**Page:**
────────────────

On 8/1/22 15:33, David Geier wrote:
Hi Tom,
On Wed, Jul 27, 2022 at 7:15 PM Tom Lane <t...@sss.pgh.pa.us> wrote:
I wrote:
> Unfortunately, as things stand today, the planner needs more
than the
> right to look at the indexes' schemas, because it makes physical
accesses
> to btree indexes to find out their tree height (and I think
there are some
> comparable behaviors in other AMs). I've never particularly
cared for
> that implementation, and would be glad to rip out that behavior
if we can
> find another way. Maybe we could persuade VACUUM or ANALYZE to
store that
> info in the index's pg_index row, or some such, and then the planner
> could use it with no lock?
It seems like _bt_getrootheight() first checks if the height is cached
and only if it isn't it accesses index meta pages.
If the index locks are only taken for the sake of _bt_getrootheight()
accessing index meta pages in case they are not cached, maybe the
index locks could be taken conditionally.
However, postponing the call to where it is really needed sounds even
better.
A first step here could just be to postpone fetching
_bt_getrootheight()
until we actually need it during cost estimation. That would
avoid the
need to do it at all for indexes that indxpath.c discards as
irrelevant,
which is a decision made on considerably more information than the
proposed patch uses.
Hi Tom,
I gave the idea of moving _bt_getrootheight() into costsize.c and
filling IndexOptInfo in get_relation_info() via syscache instead of
relcache a try, but didn't get very far.

────────────────

**Provided records:**
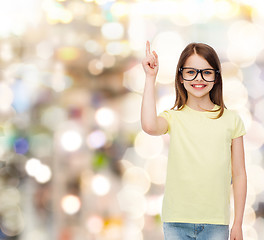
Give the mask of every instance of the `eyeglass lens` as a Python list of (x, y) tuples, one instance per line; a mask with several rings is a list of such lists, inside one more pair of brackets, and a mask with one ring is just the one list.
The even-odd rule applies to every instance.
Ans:
[[(206, 81), (214, 81), (215, 80), (215, 71), (210, 69), (204, 69), (201, 71), (202, 78)], [(198, 71), (192, 68), (184, 68), (182, 69), (182, 77), (186, 80), (193, 80), (197, 77)]]

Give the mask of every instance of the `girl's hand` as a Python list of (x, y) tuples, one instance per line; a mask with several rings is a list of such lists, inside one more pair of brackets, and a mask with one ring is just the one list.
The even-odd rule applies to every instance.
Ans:
[[(152, 54), (153, 53), (153, 54)], [(146, 43), (146, 57), (142, 60), (142, 65), (147, 77), (157, 76), (159, 70), (158, 55), (155, 51), (150, 52), (150, 43)]]
[(243, 240), (242, 227), (240, 225), (233, 225), (230, 233), (230, 240)]

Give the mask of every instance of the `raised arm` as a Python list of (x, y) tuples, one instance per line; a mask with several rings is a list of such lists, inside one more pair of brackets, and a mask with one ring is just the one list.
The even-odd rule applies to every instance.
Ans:
[(161, 135), (168, 129), (165, 118), (157, 117), (155, 81), (159, 69), (158, 55), (150, 52), (150, 43), (146, 43), (146, 57), (142, 61), (146, 73), (146, 81), (141, 105), (141, 126), (150, 135)]

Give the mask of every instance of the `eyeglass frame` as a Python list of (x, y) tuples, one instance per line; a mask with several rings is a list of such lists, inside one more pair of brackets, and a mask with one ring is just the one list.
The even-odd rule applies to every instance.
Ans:
[[(185, 78), (183, 77), (183, 74), (182, 74), (182, 70), (183, 70), (183, 69), (193, 69), (193, 70), (196, 71), (196, 75), (194, 76), (194, 78), (193, 78), (192, 80), (187, 80), (187, 79), (185, 79)], [(212, 81), (205, 80), (204, 77), (203, 77), (203, 71), (204, 71), (204, 70), (213, 70), (213, 71), (215, 72), (215, 79), (212, 80)], [(216, 69), (213, 69), (213, 68), (197, 69), (197, 68), (188, 68), (188, 67), (181, 67), (181, 68), (179, 68), (179, 72), (181, 73), (182, 79), (185, 80), (185, 81), (193, 81), (193, 80), (198, 76), (198, 74), (201, 73), (202, 79), (203, 79), (204, 81), (206, 81), (206, 82), (214, 82), (214, 81), (216, 80), (216, 76), (217, 76), (217, 74), (220, 73), (219, 70), (216, 70)]]

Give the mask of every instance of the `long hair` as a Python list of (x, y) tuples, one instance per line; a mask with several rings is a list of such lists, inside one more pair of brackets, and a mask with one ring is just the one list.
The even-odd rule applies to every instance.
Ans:
[(214, 104), (220, 106), (220, 108), (216, 110), (207, 110), (207, 112), (217, 112), (220, 111), (216, 118), (220, 118), (224, 113), (224, 108), (226, 108), (223, 100), (223, 84), (222, 84), (222, 75), (221, 75), (221, 64), (217, 53), (215, 50), (207, 44), (204, 43), (190, 43), (186, 46), (186, 48), (182, 51), (177, 69), (176, 69), (176, 76), (175, 76), (175, 91), (176, 91), (176, 101), (174, 106), (171, 108), (173, 110), (177, 106), (177, 110), (181, 110), (186, 102), (187, 102), (187, 91), (184, 88), (183, 84), (181, 83), (181, 74), (179, 69), (184, 66), (188, 57), (193, 54), (198, 54), (200, 57), (203, 57), (214, 69), (219, 70), (219, 73), (216, 74), (216, 80), (213, 88), (209, 92), (209, 96), (211, 101)]

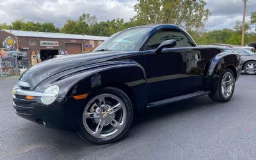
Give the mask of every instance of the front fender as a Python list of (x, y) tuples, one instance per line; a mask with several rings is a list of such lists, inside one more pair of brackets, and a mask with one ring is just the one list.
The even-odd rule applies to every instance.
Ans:
[(90, 93), (97, 88), (121, 84), (134, 94), (138, 111), (143, 109), (147, 102), (147, 77), (143, 68), (134, 61), (120, 61), (98, 64), (90, 68), (76, 70), (62, 76), (56, 75), (36, 88), (44, 90), (51, 85), (60, 87), (59, 97), (72, 98), (74, 95)]

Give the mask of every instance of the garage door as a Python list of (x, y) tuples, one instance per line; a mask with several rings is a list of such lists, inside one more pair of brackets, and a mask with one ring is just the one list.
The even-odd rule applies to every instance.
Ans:
[(79, 53), (82, 52), (82, 44), (66, 44), (65, 51), (69, 54)]

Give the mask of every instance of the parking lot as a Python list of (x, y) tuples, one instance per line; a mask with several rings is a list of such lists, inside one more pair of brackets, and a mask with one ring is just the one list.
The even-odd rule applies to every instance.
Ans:
[(204, 96), (149, 109), (123, 140), (105, 145), (18, 116), (17, 79), (0, 80), (0, 159), (255, 159), (255, 79), (241, 75), (228, 102)]

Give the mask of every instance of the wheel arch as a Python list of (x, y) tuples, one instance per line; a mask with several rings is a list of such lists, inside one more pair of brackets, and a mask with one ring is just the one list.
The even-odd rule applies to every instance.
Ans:
[(242, 65), (242, 68), (243, 68), (243, 70), (244, 70), (244, 67), (245, 64), (246, 64), (247, 62), (249, 62), (249, 61), (255, 61), (255, 62), (256, 62), (256, 60), (247, 60), (247, 61), (244, 61), (244, 62), (243, 63), (243, 65)]
[(236, 67), (234, 65), (229, 65), (227, 66), (225, 68), (225, 69), (227, 69), (227, 68), (229, 68), (232, 71), (233, 74), (235, 76), (235, 80), (236, 80), (236, 79), (237, 79), (237, 72), (236, 72)]
[(138, 113), (139, 107), (138, 107), (138, 100), (136, 98), (136, 95), (134, 93), (134, 91), (128, 85), (122, 83), (109, 83), (104, 84), (104, 85), (102, 85), (96, 88), (93, 88), (93, 91), (92, 92), (106, 87), (116, 88), (124, 92), (128, 96), (128, 97), (131, 100), (131, 102), (132, 102), (134, 113)]

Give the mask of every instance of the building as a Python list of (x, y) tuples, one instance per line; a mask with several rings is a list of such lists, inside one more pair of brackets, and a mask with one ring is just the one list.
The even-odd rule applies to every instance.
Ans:
[(0, 31), (0, 47), (26, 52), (32, 65), (32, 59), (36, 63), (52, 58), (54, 55), (92, 51), (108, 38), (99, 36), (8, 29)]

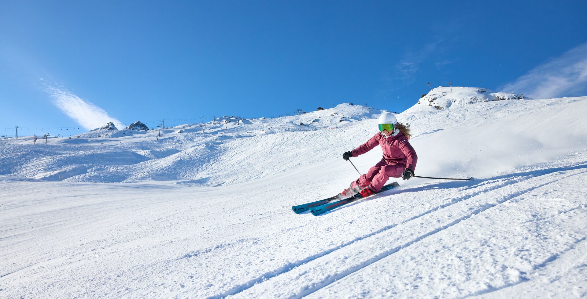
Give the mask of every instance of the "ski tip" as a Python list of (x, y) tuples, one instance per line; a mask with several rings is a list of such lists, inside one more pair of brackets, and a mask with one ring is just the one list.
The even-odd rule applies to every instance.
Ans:
[(294, 212), (296, 214), (299, 214), (300, 213), (303, 213), (304, 212), (308, 210), (308, 209), (305, 208), (305, 207), (300, 206), (294, 206), (292, 207), (292, 210), (293, 210)]

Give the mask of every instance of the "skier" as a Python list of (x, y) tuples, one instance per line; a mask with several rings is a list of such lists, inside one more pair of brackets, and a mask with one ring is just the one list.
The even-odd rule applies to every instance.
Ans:
[(360, 193), (361, 197), (368, 196), (379, 192), (390, 177), (402, 177), (404, 181), (414, 176), (418, 157), (416, 151), (408, 142), (410, 129), (391, 113), (384, 112), (379, 117), (379, 132), (362, 145), (342, 154), (348, 160), (350, 157), (362, 155), (381, 145), (383, 158), (366, 174), (350, 183), (350, 187), (340, 194), (350, 197)]

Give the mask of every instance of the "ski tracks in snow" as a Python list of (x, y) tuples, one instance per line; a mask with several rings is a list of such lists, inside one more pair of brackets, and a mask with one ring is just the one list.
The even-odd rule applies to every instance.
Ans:
[[(261, 276), (233, 286), (230, 290), (210, 298), (221, 298), (230, 295), (251, 297), (259, 294), (301, 298), (312, 294), (328, 288), (333, 283), (376, 264), (377, 261), (400, 250), (414, 247), (427, 237), (445, 232), (498, 205), (522, 201), (525, 198), (523, 195), (537, 189), (572, 176), (584, 175), (587, 172), (586, 168), (587, 165), (581, 164), (571, 168), (539, 169), (502, 176), (482, 182), (473, 187), (463, 188), (461, 191), (470, 189), (473, 192), (454, 197), (447, 202), (399, 223), (386, 226), (336, 247), (268, 271)], [(417, 191), (419, 188), (413, 189), (414, 191)], [(409, 189), (404, 192), (410, 191), (411, 189)], [(390, 195), (397, 196), (399, 195)], [(584, 238), (579, 239), (578, 242), (582, 240)], [(510, 283), (500, 287), (494, 286), (489, 289), (498, 290), (524, 281), (525, 280), (520, 279), (515, 283)], [(337, 287), (335, 286), (332, 288)], [(325, 295), (328, 292), (321, 292), (321, 294)], [(484, 291), (480, 290), (476, 294), (483, 293)], [(467, 294), (460, 294), (463, 295)]]

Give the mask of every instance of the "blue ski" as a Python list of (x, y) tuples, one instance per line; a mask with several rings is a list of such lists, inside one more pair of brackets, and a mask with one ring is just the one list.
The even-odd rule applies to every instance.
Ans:
[(297, 206), (294, 206), (292, 207), (292, 209), (296, 214), (299, 214), (300, 213), (303, 213), (309, 210), (313, 206), (317, 206), (323, 205), (325, 203), (328, 203), (329, 202), (335, 201), (336, 199), (339, 199), (340, 198), (340, 194), (335, 195), (330, 198), (326, 198), (325, 199), (322, 199), (318, 201), (315, 201), (313, 202), (308, 202), (308, 203), (304, 203), (303, 205), (299, 205)]
[[(398, 184), (397, 182), (393, 182), (392, 184), (389, 184), (386, 185), (385, 186), (383, 186), (383, 188), (381, 188), (381, 190), (380, 190), (379, 192), (377, 193), (382, 192), (383, 191), (385, 191), (386, 190), (389, 190), (399, 186), (400, 184)], [(339, 206), (346, 205), (347, 203), (350, 203), (351, 202), (357, 201), (360, 198), (362, 198), (361, 195), (357, 193), (357, 194), (355, 194), (355, 195), (350, 196), (349, 198), (342, 199), (341, 201), (338, 201), (334, 202), (326, 202), (320, 205), (312, 205), (312, 206), (309, 207), (309, 210), (310, 212), (312, 212), (312, 215), (313, 215), (314, 216), (318, 216), (321, 214), (326, 213), (326, 212), (328, 212), (329, 210), (333, 210)]]

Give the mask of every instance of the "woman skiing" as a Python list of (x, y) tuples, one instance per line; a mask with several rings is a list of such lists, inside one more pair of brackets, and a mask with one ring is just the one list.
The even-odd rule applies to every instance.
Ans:
[(340, 194), (347, 197), (360, 193), (361, 197), (377, 193), (390, 177), (402, 177), (404, 180), (414, 176), (418, 157), (408, 142), (410, 129), (400, 123), (391, 113), (384, 112), (379, 117), (379, 132), (362, 145), (342, 154), (348, 160), (362, 155), (378, 144), (383, 151), (383, 158), (366, 174), (350, 183), (350, 188)]

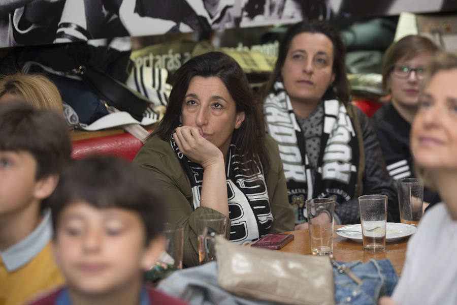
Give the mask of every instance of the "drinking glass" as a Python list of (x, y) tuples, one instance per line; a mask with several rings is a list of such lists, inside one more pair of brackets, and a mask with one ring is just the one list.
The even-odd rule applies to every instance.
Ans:
[(195, 218), (200, 264), (216, 259), (216, 236), (225, 237), (227, 218), (218, 215), (200, 215)]
[(335, 200), (316, 198), (308, 199), (305, 204), (311, 253), (314, 255), (331, 254), (333, 253)]
[(417, 227), (422, 217), (423, 183), (417, 178), (397, 180), (400, 221)]
[(167, 243), (165, 253), (159, 259), (160, 262), (166, 263), (169, 268), (182, 269), (184, 227), (178, 224), (165, 223), (164, 234)]
[(385, 195), (364, 195), (358, 197), (364, 250), (385, 249), (387, 201)]

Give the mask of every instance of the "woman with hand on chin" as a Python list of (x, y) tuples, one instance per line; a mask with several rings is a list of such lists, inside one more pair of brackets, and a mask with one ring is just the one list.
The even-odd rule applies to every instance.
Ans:
[(184, 226), (184, 265), (198, 263), (199, 215), (228, 217), (227, 236), (240, 244), (293, 230), (278, 144), (240, 66), (210, 52), (186, 62), (174, 81), (165, 115), (134, 163), (161, 182), (166, 221)]
[(313, 198), (334, 198), (336, 222), (354, 224), (360, 222), (358, 196), (386, 195), (388, 221), (399, 220), (397, 192), (376, 135), (350, 103), (345, 54), (333, 26), (297, 23), (280, 44), (266, 88), (264, 113), (279, 144), (297, 229), (307, 227), (305, 201)]
[(411, 148), (419, 175), (443, 202), (420, 220), (392, 298), (381, 305), (457, 304), (457, 54), (440, 54), (426, 67)]

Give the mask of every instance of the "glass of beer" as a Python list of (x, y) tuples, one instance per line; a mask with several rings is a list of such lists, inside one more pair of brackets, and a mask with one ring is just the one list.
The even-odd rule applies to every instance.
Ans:
[(333, 253), (333, 218), (335, 200), (316, 198), (306, 200), (309, 242), (314, 255)]
[(387, 201), (385, 195), (364, 195), (358, 197), (364, 250), (385, 249)]
[(417, 227), (422, 217), (423, 184), (417, 178), (399, 179), (397, 183), (400, 221)]
[(222, 214), (200, 215), (195, 218), (201, 265), (216, 259), (216, 236), (225, 237), (227, 219)]

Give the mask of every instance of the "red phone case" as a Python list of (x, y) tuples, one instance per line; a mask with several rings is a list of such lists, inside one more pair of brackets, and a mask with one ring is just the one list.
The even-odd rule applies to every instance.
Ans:
[(292, 234), (267, 234), (254, 242), (251, 245), (251, 247), (278, 250), (293, 240), (295, 238)]

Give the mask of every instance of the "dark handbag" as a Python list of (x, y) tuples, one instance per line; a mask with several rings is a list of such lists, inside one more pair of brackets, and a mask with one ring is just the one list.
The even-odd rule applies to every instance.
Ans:
[(73, 72), (108, 105), (127, 111), (134, 118), (141, 121), (143, 113), (150, 104), (146, 98), (96, 68), (81, 66)]

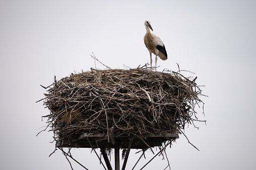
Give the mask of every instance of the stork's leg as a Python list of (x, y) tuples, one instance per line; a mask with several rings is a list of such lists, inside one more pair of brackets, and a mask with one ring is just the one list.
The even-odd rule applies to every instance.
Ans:
[(155, 62), (156, 62), (156, 62), (157, 61), (157, 56), (156, 55), (156, 60), (155, 60)]
[(152, 53), (150, 53), (150, 70), (152, 69), (152, 57), (151, 55)]

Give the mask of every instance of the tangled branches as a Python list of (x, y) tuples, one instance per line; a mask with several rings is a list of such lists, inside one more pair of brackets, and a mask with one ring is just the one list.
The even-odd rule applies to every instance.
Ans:
[[(47, 88), (44, 105), (57, 143), (83, 133), (145, 138), (146, 134), (179, 133), (197, 120), (202, 101), (195, 80), (180, 74), (152, 72), (147, 65), (130, 70), (72, 74)], [(142, 139), (143, 140), (143, 139)]]

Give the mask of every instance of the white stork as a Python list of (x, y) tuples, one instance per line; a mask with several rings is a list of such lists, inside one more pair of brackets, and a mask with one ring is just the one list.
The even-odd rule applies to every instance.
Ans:
[(167, 53), (165, 50), (164, 43), (161, 40), (160, 38), (154, 34), (150, 33), (150, 28), (153, 31), (152, 27), (150, 25), (150, 22), (146, 20), (144, 25), (146, 27), (147, 32), (144, 36), (144, 43), (146, 47), (149, 50), (149, 54), (150, 54), (150, 66), (152, 67), (152, 57), (151, 56), (152, 53), (156, 55), (156, 62), (157, 61), (157, 56), (163, 60), (167, 59)]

────────────────

**Written instruction:** List every function name and every source file name (ending in ".c") that appears in the thread about planner index locks.

**Solution:** _bt_getrootheight(), indxpath.c, costsize.c, get_relation_info()